**Stored dataset items:**
* * *
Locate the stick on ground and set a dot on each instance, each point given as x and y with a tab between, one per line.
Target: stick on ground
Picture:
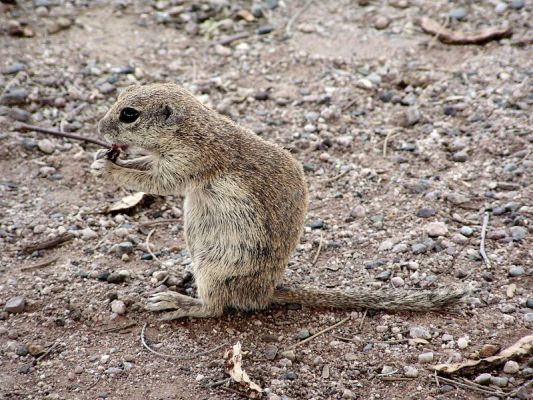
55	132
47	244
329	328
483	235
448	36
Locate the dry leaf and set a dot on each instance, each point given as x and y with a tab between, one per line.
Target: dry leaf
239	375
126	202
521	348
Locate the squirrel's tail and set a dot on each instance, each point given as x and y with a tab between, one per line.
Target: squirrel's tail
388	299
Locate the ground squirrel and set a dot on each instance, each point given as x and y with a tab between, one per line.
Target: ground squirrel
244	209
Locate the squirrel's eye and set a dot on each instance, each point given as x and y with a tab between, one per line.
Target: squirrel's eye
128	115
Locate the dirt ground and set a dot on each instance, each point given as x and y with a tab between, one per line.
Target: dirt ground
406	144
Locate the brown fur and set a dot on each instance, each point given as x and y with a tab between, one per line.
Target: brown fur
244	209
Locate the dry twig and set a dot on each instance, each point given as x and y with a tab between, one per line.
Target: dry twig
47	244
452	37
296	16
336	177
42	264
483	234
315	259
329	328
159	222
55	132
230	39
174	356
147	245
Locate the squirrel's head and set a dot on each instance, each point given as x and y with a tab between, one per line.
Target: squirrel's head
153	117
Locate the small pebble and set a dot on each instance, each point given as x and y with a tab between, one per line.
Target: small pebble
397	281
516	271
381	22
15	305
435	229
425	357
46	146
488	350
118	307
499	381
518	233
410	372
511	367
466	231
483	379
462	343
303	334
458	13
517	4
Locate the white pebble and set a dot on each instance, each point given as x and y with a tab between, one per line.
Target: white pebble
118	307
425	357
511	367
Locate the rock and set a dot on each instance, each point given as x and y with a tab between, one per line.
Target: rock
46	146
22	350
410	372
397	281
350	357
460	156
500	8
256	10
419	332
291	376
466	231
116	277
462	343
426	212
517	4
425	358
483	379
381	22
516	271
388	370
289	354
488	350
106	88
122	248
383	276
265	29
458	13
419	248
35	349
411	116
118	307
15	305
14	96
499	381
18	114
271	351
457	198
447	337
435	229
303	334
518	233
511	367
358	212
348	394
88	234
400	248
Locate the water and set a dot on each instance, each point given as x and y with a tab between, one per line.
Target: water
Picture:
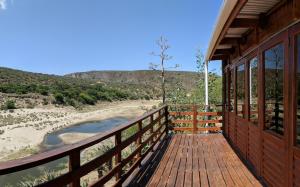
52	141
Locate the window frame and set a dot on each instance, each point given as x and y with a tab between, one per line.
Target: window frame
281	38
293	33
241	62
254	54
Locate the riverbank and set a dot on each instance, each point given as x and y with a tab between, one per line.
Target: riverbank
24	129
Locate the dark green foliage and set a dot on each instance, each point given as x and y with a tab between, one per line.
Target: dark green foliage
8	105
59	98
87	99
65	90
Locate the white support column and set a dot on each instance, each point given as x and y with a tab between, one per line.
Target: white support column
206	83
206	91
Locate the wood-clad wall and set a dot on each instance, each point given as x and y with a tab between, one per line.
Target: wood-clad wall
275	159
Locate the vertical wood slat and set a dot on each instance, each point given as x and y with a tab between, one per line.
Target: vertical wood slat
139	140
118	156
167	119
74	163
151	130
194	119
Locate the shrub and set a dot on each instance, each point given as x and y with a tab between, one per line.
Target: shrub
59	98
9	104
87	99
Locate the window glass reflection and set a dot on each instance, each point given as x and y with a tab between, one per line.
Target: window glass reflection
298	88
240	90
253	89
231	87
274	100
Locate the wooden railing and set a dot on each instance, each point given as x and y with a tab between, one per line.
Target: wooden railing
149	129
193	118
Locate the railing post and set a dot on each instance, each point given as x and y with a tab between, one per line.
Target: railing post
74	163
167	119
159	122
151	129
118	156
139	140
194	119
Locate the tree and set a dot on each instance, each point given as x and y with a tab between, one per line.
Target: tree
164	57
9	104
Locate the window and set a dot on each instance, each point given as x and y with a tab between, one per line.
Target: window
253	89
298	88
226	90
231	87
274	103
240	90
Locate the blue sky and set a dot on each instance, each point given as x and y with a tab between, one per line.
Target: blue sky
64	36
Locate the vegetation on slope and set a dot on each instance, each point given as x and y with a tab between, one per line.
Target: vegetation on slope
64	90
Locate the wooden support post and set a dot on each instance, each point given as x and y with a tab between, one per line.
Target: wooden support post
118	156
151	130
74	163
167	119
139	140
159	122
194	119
* * *
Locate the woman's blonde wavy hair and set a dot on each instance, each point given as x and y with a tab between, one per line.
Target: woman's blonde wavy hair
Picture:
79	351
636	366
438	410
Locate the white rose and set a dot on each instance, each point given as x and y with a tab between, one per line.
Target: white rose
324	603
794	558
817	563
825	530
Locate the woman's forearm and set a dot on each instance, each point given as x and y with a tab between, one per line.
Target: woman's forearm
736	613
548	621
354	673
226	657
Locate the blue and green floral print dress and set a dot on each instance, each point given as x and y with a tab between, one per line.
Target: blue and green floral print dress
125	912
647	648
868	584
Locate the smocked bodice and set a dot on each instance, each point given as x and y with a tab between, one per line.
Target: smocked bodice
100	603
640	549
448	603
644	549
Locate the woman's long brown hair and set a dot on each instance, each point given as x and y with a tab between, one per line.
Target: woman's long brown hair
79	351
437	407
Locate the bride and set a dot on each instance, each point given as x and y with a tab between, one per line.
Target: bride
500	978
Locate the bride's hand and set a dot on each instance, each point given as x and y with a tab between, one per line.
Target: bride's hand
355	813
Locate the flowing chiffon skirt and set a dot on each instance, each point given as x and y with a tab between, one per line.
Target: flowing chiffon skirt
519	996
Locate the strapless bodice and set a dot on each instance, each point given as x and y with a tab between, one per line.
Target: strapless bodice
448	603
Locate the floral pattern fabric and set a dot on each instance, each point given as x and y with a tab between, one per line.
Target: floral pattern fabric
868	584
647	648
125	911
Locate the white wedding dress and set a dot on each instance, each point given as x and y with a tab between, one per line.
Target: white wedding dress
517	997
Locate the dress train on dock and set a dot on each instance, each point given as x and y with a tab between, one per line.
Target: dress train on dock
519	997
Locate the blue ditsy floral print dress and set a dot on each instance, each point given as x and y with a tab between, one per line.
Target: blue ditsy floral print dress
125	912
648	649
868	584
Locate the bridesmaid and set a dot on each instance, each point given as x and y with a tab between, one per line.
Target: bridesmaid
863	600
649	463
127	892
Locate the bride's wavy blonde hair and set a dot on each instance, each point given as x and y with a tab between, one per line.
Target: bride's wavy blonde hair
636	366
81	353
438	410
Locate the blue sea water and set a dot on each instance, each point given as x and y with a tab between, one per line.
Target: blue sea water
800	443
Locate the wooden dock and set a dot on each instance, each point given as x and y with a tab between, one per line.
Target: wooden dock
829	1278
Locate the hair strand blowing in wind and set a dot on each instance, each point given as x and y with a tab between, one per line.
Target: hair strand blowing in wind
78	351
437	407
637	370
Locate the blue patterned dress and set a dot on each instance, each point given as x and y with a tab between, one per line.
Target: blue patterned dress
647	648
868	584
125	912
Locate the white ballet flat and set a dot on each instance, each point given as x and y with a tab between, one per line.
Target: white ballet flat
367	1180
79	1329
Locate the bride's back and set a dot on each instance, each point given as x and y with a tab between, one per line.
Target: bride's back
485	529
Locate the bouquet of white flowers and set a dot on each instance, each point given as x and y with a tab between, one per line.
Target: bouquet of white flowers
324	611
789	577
* * *
**TASK DETAILS:**
Only the lines above starting at the line that holds "Locate the squirrel's head" and ending at the line that holds "Target: water" are to be repeated, exactly and in full.

**ANSWER TO THE EXERCISE:**
Locate the squirrel's head and set a dot on each instance, each point given as x and y with a tab between, one per line.
Target: squirrel's head
153	117
Locate the small pebble and set a dot on each instance, each point given as x and y with a tab between, one per line.
Target: small pebble
397	281
516	271
381	22
15	305
435	229
425	357
46	146
488	350
118	307
499	381
518	233
410	372
511	367
466	231
483	379
462	343
303	334
458	13
517	4
Locate the white pebble and set a dot on each instance, each point given as x and y with a tab between, one per line.
Target: white pebble
118	307
425	357
511	367
Locate the rock and set a dot on each instance, each point given as x and y with a tab between, one per line.
Target: rock
46	146
22	350
410	372
397	281
350	357
460	156
500	8
256	10
419	332
291	376
466	231
116	277
462	343
426	212
517	4
425	358
483	379
381	22
516	271
388	370
289	354
488	350
106	88
122	248
383	276
265	29
458	13
419	248
35	349
411	116
118	307
15	305
14	96
499	381
18	114
271	351
457	198
447	337
435	229
303	334
518	233
511	367
358	212
348	394
88	234
400	248
Locate the water and set a dot on each instance, each point given as x and y with a tab between, one per line.
Target: water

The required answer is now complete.